- _WHAT IS EXPECTED_: Transcribe the data underneath exactly, keeping every word in place.

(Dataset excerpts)
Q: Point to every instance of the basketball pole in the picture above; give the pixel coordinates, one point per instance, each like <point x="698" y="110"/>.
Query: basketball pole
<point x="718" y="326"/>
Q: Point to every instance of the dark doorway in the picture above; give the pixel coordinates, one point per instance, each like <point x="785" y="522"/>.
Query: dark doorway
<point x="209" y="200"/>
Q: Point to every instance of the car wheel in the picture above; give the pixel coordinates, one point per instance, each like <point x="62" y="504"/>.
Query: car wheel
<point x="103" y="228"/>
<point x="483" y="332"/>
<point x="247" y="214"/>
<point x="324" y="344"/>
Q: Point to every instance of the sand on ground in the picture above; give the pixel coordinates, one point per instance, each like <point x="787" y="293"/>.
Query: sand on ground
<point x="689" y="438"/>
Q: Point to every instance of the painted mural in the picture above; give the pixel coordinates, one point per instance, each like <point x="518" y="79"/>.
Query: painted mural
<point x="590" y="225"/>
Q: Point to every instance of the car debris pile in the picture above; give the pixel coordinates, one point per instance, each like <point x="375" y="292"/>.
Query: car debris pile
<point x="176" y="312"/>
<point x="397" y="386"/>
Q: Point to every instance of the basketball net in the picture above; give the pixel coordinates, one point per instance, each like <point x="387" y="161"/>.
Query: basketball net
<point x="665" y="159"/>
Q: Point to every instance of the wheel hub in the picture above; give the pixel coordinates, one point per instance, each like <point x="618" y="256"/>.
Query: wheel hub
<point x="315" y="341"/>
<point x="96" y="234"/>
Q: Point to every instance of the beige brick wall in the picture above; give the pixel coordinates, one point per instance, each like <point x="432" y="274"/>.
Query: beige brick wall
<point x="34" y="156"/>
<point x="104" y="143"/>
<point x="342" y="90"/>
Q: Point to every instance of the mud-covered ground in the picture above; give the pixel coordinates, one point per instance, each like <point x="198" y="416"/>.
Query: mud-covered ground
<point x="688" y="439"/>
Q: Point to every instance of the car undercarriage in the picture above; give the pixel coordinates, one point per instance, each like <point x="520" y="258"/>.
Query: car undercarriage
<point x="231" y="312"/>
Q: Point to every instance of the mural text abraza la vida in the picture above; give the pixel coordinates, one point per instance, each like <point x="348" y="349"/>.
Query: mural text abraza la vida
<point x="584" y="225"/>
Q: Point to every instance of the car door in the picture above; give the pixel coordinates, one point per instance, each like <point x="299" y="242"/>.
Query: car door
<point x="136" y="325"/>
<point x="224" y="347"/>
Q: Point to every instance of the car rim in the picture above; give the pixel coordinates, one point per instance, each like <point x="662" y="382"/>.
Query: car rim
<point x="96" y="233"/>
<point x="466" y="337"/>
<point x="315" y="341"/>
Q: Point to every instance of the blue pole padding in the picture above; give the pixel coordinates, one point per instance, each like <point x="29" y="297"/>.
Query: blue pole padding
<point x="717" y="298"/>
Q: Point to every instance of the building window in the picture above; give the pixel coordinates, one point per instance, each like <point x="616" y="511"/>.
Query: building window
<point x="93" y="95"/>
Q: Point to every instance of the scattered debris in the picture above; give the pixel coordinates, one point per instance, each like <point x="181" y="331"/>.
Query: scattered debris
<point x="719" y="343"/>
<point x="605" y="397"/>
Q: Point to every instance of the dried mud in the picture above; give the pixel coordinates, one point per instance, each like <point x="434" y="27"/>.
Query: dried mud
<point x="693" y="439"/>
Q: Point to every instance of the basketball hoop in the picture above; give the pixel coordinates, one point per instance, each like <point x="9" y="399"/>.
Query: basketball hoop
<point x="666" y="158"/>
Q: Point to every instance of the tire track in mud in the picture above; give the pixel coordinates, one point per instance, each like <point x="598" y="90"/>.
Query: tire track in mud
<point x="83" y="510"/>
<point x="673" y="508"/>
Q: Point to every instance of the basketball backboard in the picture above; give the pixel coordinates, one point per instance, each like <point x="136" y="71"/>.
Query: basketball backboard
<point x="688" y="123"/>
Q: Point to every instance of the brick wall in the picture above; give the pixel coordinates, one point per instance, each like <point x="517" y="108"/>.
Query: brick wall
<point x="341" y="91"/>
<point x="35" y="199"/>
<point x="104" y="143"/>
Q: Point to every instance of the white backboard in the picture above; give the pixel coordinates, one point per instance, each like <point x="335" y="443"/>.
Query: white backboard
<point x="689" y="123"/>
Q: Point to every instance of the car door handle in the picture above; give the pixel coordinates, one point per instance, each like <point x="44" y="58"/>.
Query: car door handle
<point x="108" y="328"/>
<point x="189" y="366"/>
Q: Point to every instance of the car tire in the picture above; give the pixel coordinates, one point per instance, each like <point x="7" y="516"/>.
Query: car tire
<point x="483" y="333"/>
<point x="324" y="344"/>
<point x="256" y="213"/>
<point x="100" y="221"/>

- _RESPONSE TO THIS TASK_:
Q: Point to every instance of the basketball pole in the picture above; give the pixel coordinates, one point per instance, each like <point x="698" y="110"/>.
Query: basketball pole
<point x="718" y="326"/>
Q: Point to every instance of the dark doorway in the picture above; give the pixel coordinates, one point per instance, each like <point x="785" y="522"/>.
Query: dark doorway
<point x="209" y="200"/>
Q: Point to every instance of the car wheel in the picture above; give the pixel coordinates, one point per instance, each like <point x="62" y="504"/>.
Query: car wheel
<point x="103" y="228"/>
<point x="483" y="332"/>
<point x="247" y="214"/>
<point x="324" y="344"/>
Q: Point to every instance of the sand on ground in the picture above; give the pixel coordinates, one point per instance, each like <point x="787" y="293"/>.
Query: sand on ground
<point x="689" y="438"/>
Q: Point to every instance of the painted mural in the picture above; give the pixel coordinates, one point per instance, each like <point x="518" y="79"/>.
Query: painted mural
<point x="590" y="225"/>
Q: Point to every instance of the car debris pile in the picture above; give the pixel coordinates, one point per instance, each like <point x="375" y="292"/>.
Query: car debris pile
<point x="176" y="312"/>
<point x="397" y="386"/>
Q: Point to every instance of the basketball net in the picture above; give the pixel coordinates, one point per instance, each like <point x="387" y="161"/>.
Query: basketball net
<point x="665" y="159"/>
Q: Point to every instance of the wheel hub in the picture above; give the pixel coordinates, one point per instance, each like <point x="618" y="256"/>.
Query: wheel hub
<point x="315" y="341"/>
<point x="96" y="234"/>
Q: Point to every instance of the beige brick wall in the picture above; give the pixel coordinates, one point per instance, each like <point x="432" y="274"/>.
Query: beige brick wall
<point x="34" y="156"/>
<point x="104" y="143"/>
<point x="342" y="90"/>
Q: Point to every instance of the mud-covered ground in the picture above; give the pixel coordinates, one point per instance, each like <point x="198" y="416"/>.
Query: mud-covered ground
<point x="688" y="439"/>
Q: Point to every instance of the car undercarriage in the picture above; give the pixel coordinates, one point per instance, each like <point x="520" y="258"/>.
Query: car undercarriage
<point x="231" y="312"/>
Q: Point to every instance of the mural text abraza la vida in the picture above; give the pixel coordinates, one point per instance, each like <point x="348" y="349"/>.
Query: mural text abraza la vida
<point x="584" y="225"/>
Q: Point to every instance of the car door in the picture above; give the pixel coordinates, one point per instance, each like <point x="299" y="242"/>.
Query: car door
<point x="136" y="325"/>
<point x="224" y="347"/>
Q: Point to every instance of the car rim in the picture above; give the pixel coordinates, one point per instance, each like <point x="662" y="382"/>.
Query: car rim
<point x="96" y="233"/>
<point x="466" y="337"/>
<point x="315" y="341"/>
Q: Point to every instance of the blue pole padding in the picture above; give the pixel coordinates, one point per instance, each like <point x="29" y="297"/>.
Query: blue pole padding
<point x="717" y="298"/>
Q: Point to every instance of the building window in the picture above; give the pixel coordinates, one point per instance, each like <point x="616" y="511"/>.
Query: building window
<point x="93" y="95"/>
Q: Point to every instance of the scattered debris in the picture above; give the pixel coordinates, one point per instance, each like <point x="181" y="331"/>.
Query: scattered debris
<point x="719" y="343"/>
<point x="605" y="397"/>
Q: Point to every instance of the dried mud in the picture above; give the pixel coordinates, one point per instance, each like <point x="434" y="27"/>.
Query: dried mud
<point x="693" y="439"/>
Q: Point to every instance of the basketball hoop in the picture above; give the pixel coordinates, one point per instance, each like <point x="9" y="399"/>.
Query: basketball hoop
<point x="666" y="158"/>
Q: Point to every instance of the tire track in mud in the picture above; give the pixel coordinates, one point per instance, each like <point x="598" y="90"/>.
Query: tire track in mud
<point x="83" y="510"/>
<point x="673" y="508"/>
Q: Point to every instance of the basketball backboard in the picture above; give the pixel coordinates, one point per instance, each like <point x="136" y="71"/>.
Query: basketball backboard
<point x="688" y="123"/>
Q: Point to every instance of the brick wall in the picture above; give the pixel coordinates, one point per instance, each like <point x="517" y="108"/>.
Query: brick wall
<point x="341" y="91"/>
<point x="35" y="199"/>
<point x="104" y="143"/>
Q: Point to every instance of the white backboard in the picture above; give the pixel coordinates, one point per instance, each like <point x="335" y="443"/>.
Query: white backboard
<point x="689" y="123"/>
Q: Point to every instance of the car door handle in the picture above; give the pixel coordinates, one point per instance, each like <point x="44" y="58"/>.
Query: car door handle
<point x="108" y="328"/>
<point x="189" y="366"/>
Q: Point to every instance of the car tire in the picture above; give the pixel coordinates, one point per instance, each like <point x="7" y="516"/>.
Query: car tire
<point x="483" y="333"/>
<point x="324" y="344"/>
<point x="256" y="213"/>
<point x="100" y="221"/>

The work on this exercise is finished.